* _Aim of the task_
Express every line from the start of the entries below down to and including the line containing "[(309, 85)]" as a JSON array of strings, one string per line, with blank lines omitted.

* _Record list_
####

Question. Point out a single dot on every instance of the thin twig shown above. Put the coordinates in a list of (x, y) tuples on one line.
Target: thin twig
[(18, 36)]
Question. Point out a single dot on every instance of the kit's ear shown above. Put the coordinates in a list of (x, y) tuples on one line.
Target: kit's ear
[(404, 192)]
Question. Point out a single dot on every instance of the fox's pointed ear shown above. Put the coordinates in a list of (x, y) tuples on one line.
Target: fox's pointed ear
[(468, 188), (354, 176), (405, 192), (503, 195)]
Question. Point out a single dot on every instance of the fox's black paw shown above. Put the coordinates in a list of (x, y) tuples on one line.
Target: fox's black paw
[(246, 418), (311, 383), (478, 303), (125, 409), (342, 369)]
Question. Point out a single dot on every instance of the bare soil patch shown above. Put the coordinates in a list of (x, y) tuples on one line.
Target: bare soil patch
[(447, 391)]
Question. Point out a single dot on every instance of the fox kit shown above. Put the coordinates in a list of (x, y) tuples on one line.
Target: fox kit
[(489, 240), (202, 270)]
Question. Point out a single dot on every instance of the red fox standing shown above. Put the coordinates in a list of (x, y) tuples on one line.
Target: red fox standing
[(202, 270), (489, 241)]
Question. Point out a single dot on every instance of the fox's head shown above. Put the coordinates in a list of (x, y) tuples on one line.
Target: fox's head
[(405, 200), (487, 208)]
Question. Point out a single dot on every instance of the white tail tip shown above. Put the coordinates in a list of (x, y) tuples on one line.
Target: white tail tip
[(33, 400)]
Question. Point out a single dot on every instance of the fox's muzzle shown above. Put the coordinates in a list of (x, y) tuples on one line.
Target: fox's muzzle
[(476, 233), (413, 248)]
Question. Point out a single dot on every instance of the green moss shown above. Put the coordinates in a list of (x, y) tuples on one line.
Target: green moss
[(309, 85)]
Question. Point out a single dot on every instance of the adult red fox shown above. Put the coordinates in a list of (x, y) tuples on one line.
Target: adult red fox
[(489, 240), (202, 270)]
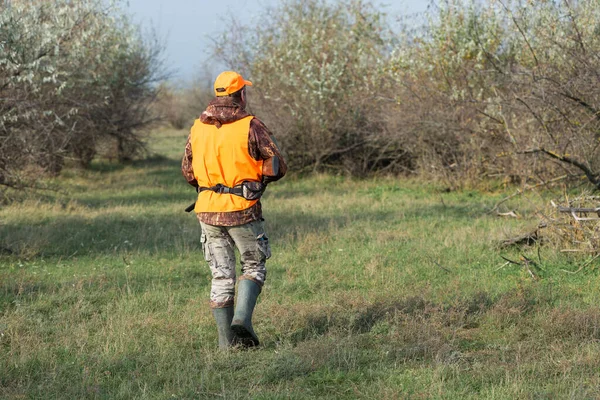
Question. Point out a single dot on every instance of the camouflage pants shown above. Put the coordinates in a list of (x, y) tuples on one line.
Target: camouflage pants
[(218, 246)]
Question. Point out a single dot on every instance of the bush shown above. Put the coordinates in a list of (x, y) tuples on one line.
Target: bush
[(319, 75), (72, 74)]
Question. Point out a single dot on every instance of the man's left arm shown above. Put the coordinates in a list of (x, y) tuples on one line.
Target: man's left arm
[(262, 146), (186, 165)]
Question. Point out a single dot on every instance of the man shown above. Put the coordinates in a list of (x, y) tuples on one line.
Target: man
[(230, 157)]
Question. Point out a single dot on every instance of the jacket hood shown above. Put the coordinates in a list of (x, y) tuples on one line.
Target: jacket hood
[(222, 110)]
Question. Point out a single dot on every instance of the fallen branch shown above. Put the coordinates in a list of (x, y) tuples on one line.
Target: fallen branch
[(523, 190), (582, 266), (528, 238)]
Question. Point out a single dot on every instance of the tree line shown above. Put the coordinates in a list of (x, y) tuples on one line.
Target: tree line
[(75, 76), (495, 89), (503, 90)]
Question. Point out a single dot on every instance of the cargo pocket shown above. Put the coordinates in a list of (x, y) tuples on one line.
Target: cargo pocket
[(263, 245), (205, 247)]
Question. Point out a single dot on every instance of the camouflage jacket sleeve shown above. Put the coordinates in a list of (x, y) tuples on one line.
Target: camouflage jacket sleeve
[(262, 146), (186, 165)]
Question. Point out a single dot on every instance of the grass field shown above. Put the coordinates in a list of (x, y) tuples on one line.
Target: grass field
[(377, 289)]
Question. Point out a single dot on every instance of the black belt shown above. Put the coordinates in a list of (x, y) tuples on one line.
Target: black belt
[(220, 188)]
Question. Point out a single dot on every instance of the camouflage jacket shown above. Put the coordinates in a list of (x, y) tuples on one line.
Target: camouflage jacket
[(261, 146)]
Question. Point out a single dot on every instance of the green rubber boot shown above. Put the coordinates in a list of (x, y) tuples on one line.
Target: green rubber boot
[(223, 317), (241, 326)]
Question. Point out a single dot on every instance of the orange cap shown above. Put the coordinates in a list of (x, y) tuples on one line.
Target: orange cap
[(229, 82)]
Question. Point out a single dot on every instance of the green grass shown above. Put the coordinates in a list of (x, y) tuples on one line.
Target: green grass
[(383, 288)]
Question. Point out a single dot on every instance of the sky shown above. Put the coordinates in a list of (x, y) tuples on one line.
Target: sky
[(187, 27)]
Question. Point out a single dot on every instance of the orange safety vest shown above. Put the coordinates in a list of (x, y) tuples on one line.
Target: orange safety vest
[(220, 155)]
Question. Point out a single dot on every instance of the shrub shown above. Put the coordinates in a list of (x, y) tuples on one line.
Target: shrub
[(71, 75)]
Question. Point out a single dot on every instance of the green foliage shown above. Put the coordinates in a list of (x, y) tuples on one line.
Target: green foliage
[(73, 74), (506, 79), (396, 289)]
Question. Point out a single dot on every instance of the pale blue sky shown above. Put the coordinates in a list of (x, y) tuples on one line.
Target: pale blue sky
[(188, 25)]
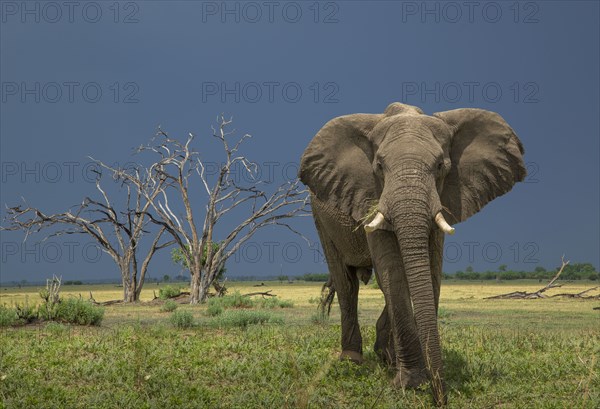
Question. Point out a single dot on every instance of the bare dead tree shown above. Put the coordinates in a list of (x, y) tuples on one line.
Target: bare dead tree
[(118, 233), (539, 293), (181, 168), (551, 284)]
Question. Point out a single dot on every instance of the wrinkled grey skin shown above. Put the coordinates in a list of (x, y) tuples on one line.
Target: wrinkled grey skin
[(411, 166)]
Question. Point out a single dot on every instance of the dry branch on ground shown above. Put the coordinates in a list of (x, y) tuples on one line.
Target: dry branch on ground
[(540, 293)]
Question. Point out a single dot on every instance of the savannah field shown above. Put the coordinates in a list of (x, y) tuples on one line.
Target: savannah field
[(498, 353)]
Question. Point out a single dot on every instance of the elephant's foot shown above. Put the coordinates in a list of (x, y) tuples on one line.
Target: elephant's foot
[(386, 354), (352, 356), (410, 378)]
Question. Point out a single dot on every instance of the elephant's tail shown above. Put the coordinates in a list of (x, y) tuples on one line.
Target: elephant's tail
[(327, 296)]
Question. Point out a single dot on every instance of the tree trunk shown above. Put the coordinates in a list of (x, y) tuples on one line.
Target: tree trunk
[(195, 284)]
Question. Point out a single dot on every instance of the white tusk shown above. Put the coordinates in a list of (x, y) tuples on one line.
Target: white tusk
[(443, 224), (378, 223)]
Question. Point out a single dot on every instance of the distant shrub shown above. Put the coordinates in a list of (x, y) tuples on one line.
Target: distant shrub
[(25, 313), (182, 319), (168, 292), (314, 277), (8, 316), (275, 302), (214, 309), (443, 312), (319, 318), (243, 318), (169, 306), (76, 311)]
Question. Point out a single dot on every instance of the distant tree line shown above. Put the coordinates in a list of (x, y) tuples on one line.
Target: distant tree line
[(575, 271)]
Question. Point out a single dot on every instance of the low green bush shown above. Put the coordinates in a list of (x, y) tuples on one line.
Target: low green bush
[(235, 300), (214, 309), (243, 318), (275, 302), (169, 306), (76, 311), (8, 316), (168, 292), (182, 319)]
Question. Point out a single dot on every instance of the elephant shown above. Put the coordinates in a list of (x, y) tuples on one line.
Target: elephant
[(385, 189)]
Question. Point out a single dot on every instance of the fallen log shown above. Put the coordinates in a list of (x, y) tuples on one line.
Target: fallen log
[(580, 295), (263, 294)]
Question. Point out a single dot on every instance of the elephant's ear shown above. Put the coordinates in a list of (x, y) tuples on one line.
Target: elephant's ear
[(337, 164), (487, 160)]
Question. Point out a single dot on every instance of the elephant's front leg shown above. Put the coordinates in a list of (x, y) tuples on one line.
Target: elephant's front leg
[(345, 282), (399, 323)]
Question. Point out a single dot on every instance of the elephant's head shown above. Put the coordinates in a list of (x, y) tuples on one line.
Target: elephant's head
[(423, 173)]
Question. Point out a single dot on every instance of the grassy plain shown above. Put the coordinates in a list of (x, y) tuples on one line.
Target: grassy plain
[(498, 354)]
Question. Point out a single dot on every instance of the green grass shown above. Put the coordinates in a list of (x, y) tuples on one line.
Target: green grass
[(497, 353)]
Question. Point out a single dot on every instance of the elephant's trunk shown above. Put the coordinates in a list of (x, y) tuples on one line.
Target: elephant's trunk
[(412, 219)]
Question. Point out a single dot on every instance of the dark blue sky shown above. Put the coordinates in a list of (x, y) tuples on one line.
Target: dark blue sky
[(93, 79)]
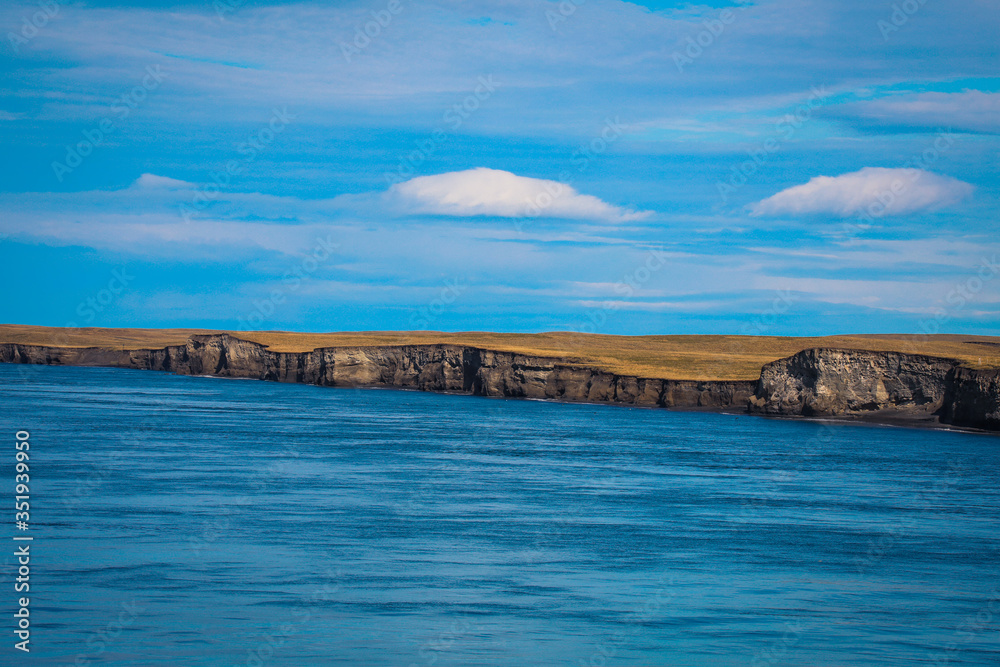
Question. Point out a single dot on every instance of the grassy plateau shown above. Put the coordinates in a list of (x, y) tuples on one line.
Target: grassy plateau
[(666, 357)]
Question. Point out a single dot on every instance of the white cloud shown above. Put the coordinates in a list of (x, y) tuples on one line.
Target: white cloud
[(971, 109), (483, 191), (154, 181), (876, 190)]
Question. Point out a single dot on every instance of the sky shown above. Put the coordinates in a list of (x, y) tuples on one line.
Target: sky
[(777, 167)]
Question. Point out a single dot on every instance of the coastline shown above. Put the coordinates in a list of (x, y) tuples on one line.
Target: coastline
[(859, 386)]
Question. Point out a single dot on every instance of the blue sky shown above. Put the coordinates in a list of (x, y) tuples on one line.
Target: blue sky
[(787, 167)]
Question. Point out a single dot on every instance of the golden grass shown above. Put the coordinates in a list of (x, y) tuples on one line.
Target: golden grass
[(667, 357)]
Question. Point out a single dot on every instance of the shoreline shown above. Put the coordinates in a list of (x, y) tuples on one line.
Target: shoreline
[(848, 386)]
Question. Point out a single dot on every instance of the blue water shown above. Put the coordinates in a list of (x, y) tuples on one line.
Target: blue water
[(201, 521)]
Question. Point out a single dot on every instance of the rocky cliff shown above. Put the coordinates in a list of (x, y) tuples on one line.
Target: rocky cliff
[(827, 383), (812, 383), (445, 368)]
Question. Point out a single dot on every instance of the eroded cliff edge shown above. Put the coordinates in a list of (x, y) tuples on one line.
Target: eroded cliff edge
[(812, 383)]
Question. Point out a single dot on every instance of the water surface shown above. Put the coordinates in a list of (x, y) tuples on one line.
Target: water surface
[(202, 521)]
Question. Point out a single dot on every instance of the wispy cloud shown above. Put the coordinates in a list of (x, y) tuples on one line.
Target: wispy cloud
[(894, 191)]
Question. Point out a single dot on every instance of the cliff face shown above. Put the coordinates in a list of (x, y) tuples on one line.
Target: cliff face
[(812, 383), (818, 383), (427, 367)]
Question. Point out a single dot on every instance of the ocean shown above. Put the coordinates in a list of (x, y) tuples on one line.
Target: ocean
[(203, 521)]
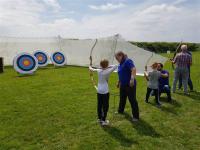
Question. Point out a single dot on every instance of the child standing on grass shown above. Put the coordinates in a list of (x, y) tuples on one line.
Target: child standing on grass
[(153, 83), (102, 89)]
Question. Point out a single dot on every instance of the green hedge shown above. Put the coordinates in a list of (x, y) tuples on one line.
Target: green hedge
[(163, 47)]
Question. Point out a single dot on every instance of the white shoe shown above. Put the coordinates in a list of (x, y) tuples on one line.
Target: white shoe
[(135, 120), (105, 123), (99, 121)]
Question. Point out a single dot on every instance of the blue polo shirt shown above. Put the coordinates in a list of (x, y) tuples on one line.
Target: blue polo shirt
[(124, 72), (163, 81)]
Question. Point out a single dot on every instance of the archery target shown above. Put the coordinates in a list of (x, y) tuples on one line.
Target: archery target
[(25, 63), (58, 59), (42, 58)]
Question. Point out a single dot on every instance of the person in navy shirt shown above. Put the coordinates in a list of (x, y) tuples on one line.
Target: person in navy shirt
[(190, 84), (164, 86), (127, 84)]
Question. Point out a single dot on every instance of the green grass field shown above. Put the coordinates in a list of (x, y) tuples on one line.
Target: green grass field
[(55, 109)]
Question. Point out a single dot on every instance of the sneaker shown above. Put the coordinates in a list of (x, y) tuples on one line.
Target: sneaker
[(158, 105), (99, 121), (105, 123), (135, 120)]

####

* _Exercise response_
[
  "Question. Point out a single dot on every instance of the thin twig shown above. Put the coordinates in a list of (x, y) tuples on one line.",
  "Target: thin twig",
  "[(18, 36)]",
  "Question. Point out a single dot on every instance of the kit's ear shown above. Put the coordinates in a list of (x, y) tuples on one line.",
  "Target: kit's ear",
  "[(404, 192)]",
  "Question. Point out a single dot on every instance of the fox's pointed ear shown above. Put the coordinates in a list of (x, y) tuples on one line.",
  "Target: fox's pointed ear",
  "[(468, 188), (354, 176), (405, 192), (503, 195)]",
  "Question. Point out a single dot on every instance of the fox's black paw shown above. Put the coordinates in a list of (x, y) tuples on one line.",
  "Target: fox's black paw",
  "[(246, 418), (311, 383), (478, 303), (125, 409), (342, 369)]",
  "Question. Point out a single dot on every instance of the bare soil patch shown above. Put the coordinates in a list of (x, y) tuples on one line.",
  "Target: bare soil patch",
  "[(447, 391)]",
  "Question. Point out a single dot on every instance of the fox kit shown above. Put the coordinates in a list of (x, y) tuples on one line.",
  "Target: fox kit",
  "[(489, 240), (202, 270)]",
  "Question. Point out a single dot on every instance of the red fox standing shown above. Put the coordinates in a list of (x, y) tuples on one line.",
  "Target: red fox standing",
  "[(202, 270), (489, 241)]",
  "Question. Point out a single dot on every instance of the fox's head shown above. Put the coordinates in a list of (x, y) tuples on one line.",
  "Target: fox's head",
  "[(405, 200), (487, 208)]",
  "Question. Point out a single dot on every instance of the white tail tip shown above. Put the coordinates in a list of (x, y) tuples on one line.",
  "Target: white tail tip",
  "[(33, 400)]",
  "Question. Point out a single dot on every instance of the fox's muzzle shown above. Put the coordinates in a list of (x, y) tuples on one line.",
  "Target: fox's muzzle",
  "[(476, 233), (413, 248)]",
  "Question. Point out a single dot on every instance of the green moss shown above. Put the coordinates in a list of (x, y) tuples on one line.",
  "Target: green moss",
  "[(309, 85)]"
]